Source passage:
(begin)

II. Preserved Errors

A. Witness Grand Jury Testimony

McMahon argues that he was deprived of his Sixth Amendment right to a fair trial and his Due Process right when he was denied access to the grand jury testimony of his key witness, George Salisbury. During cross-examination, the government referred to Salisbury’s grand jury testimony and attempted to impeach Salisbury by using a copy of the transcript. At several points, Salisbury was asked to read from his testimony. During this cross-examination, the defendant renewed his pretrial request for a copy of Salisbury’s grand jury testimony. The district court denied the motion, relying on United States v. Hicks, 848 F.2d 1, 4 (1st Cir.1988).

In Hicks, this court held that a defendant is not entitled to examine the grand jury testimony of potential witnesses who are *1504 not called to testify. The court held that if the defense has the ability to interview the witness and discover exculpatory information, the government is not meaningfully suppressing that information. The court specifically observed in dicta, however, that “if the defendant does call the witness at trial, and the witness’ trial testimony could be refreshed or impeached by the grand jury testimony, the defendant should have access to the earlier statements.” Id. at 4 (emphasis added) (citing United States v. Ruggiero, 472 F.2d 599, 605 (2d Cir.1973)). In this case, not only could the witness be impeached and have his recollection refreshed, the government actually showed the grand jury transcript to the witness during cross-examination. The language from Hicks, therefore, suggests that McMahon should have been entitled to review Salisbury’s grand jury testimony once the government had used it to cross-examine.

(end)

Data entries:
(begin)

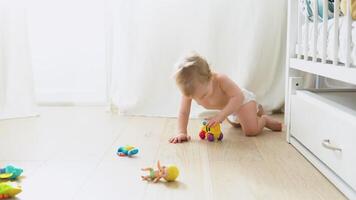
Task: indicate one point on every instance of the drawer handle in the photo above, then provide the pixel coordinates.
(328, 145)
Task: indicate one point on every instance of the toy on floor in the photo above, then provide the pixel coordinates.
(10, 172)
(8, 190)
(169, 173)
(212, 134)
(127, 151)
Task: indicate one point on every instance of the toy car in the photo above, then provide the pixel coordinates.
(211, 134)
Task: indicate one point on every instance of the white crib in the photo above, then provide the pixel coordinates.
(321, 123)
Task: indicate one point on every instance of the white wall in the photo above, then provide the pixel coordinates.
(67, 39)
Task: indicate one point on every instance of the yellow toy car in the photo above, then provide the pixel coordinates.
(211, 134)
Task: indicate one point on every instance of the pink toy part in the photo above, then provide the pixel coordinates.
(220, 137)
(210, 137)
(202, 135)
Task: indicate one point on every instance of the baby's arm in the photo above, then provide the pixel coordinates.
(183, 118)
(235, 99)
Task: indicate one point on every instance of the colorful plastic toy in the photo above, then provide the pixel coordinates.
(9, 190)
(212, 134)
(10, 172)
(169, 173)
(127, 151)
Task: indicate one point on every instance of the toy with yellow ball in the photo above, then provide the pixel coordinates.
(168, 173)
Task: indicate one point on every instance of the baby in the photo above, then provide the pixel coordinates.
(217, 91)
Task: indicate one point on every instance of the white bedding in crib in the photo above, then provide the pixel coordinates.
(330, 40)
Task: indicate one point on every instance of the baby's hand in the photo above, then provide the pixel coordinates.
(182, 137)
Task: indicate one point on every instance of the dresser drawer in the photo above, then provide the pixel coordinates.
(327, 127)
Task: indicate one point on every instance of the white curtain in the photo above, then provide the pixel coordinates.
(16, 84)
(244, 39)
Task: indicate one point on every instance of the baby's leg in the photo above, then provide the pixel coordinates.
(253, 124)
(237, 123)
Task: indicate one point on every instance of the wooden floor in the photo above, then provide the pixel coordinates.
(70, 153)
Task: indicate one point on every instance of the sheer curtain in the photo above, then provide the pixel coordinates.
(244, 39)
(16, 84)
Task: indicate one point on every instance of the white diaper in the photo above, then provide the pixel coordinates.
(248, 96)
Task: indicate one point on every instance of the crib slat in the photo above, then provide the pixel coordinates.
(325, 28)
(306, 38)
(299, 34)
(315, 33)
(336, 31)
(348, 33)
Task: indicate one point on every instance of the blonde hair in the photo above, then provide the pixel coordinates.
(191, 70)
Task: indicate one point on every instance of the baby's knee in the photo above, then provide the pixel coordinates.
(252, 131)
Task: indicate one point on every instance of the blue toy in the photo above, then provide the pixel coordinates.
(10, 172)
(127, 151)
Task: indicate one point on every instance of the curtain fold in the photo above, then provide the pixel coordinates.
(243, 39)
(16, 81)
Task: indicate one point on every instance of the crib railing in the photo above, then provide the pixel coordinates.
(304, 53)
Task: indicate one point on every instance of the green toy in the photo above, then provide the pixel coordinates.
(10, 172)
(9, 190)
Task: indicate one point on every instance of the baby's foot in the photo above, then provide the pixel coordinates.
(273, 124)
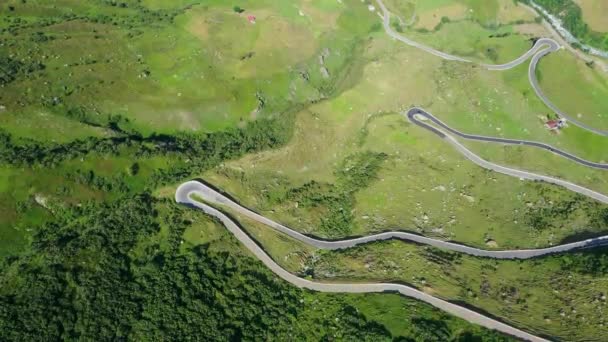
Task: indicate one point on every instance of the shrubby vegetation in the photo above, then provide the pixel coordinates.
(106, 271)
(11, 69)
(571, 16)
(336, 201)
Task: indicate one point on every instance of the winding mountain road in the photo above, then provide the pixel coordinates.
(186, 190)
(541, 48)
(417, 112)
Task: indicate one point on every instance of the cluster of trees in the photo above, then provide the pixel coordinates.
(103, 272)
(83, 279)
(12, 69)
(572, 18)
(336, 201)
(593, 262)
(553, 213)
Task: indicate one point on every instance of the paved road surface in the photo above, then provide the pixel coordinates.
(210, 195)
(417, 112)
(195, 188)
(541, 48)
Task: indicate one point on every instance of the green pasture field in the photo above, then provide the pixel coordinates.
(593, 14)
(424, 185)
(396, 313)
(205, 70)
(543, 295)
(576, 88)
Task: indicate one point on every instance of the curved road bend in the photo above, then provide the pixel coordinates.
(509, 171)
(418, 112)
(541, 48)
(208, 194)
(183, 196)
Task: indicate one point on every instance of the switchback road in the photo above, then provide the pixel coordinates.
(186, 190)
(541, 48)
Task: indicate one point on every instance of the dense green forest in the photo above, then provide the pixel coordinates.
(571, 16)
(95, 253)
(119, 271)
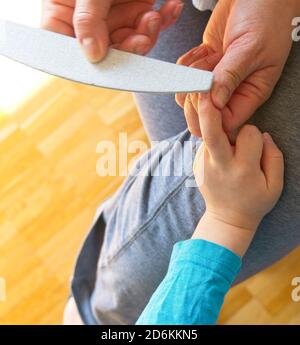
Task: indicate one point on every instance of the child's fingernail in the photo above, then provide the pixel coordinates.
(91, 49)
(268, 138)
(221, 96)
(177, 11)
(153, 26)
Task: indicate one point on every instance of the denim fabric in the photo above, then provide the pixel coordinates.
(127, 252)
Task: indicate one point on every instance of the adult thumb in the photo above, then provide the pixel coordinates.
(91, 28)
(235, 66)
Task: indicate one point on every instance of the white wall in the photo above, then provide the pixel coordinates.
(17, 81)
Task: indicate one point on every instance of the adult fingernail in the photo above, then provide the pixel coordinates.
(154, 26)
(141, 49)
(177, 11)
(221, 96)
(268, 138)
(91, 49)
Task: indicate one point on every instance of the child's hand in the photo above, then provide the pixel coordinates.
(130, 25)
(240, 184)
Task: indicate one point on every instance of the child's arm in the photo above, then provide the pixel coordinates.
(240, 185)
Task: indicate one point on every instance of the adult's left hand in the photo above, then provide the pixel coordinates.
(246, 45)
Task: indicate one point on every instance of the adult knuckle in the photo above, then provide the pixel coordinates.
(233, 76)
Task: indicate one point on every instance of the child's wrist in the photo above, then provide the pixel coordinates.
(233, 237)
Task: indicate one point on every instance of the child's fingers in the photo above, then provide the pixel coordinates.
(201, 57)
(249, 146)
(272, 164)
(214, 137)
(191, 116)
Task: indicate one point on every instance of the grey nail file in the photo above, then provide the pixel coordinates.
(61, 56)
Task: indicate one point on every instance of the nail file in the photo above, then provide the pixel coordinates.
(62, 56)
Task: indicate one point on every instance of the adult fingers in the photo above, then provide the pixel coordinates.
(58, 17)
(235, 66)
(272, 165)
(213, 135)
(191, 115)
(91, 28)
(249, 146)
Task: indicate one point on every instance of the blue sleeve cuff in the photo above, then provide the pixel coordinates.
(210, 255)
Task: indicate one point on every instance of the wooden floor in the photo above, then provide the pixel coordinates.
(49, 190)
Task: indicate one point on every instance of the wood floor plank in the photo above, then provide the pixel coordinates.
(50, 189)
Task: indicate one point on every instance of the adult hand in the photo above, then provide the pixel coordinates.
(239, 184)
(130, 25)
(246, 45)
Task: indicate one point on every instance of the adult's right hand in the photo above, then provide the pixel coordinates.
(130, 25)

(end)

Set task 1: According to the court opinion, which case did the district court rely on when it denied the motion for Salisbury's grand jury testimony?
Set task 2:
Say whether each statement agrees with the court opinion, answering yes or no and quoting the words that decide it.
(a) McMahon's key witness was George Salisbury.
(b) In Hicks, the court held that a defendant may examine the grand jury testimony of potential witnesses who are not called to testify.
(c) The government never showed the grand jury transcript to the witness.
Set task 3: Carry on the court opinion from the point where it stops.

Final answer 1: United States v. Hicks, 848 F.2d 1, 4 (1st Cir.1988).

Final answer 2:
(a) Yes: "the grand jury testimony of his key witness, George Salisbury"
(b) No: "this court held that a defendant is not entitled to examine the grand jury testimony of potential witnesses"
(c) No: "the government actually showed the grand jury transcript to the witness during cross-examination"

Final answer 3:
The Supreme Court repeatedly has recognized the importance of secrecy in grand jury proceedings, even after, as in this case, the grand jury has concluded its function. See Douglas Oil Co. v. Petrol Stops Northwest, 441 U.S. 211, 222, 99 S.Ct. 1667, 1674, 60 L.Ed.2d 156 (1979). The Court has identified several factors underlying the tradition of secrecy:

First, if preindictment proceedings were made public, many prospective witnesses would be hesitant to come forward voluntarily, knowing that those against whom they testify would be aware of that testimony. Moreover, witnesses who appeared before the grand jury would be less likely to testify fully and frankly, as they would be open to retribution as well as to inducements. There also would be the risk that those about to be indicted would flee, or would try to influence individual grand jurors to vote against indictment. Finally, by preserving the secrecy of the proceedings, we assure that persons who are accused but exonerated by the grand jury will not be held up to public ridicule.

Id. at 219, 99 S.Ct. at 1673. In determining whether to break that traditional secrecy, parties seeking disclosure must show “that the material they seek is needed to avoid a possible injustice in another judicial proceeding, that the need for disclosure is greater than the need for continued secrecy, and that their request is structured to cover only material so needed.” Id. at 222, 99 S.Ct. at 1674.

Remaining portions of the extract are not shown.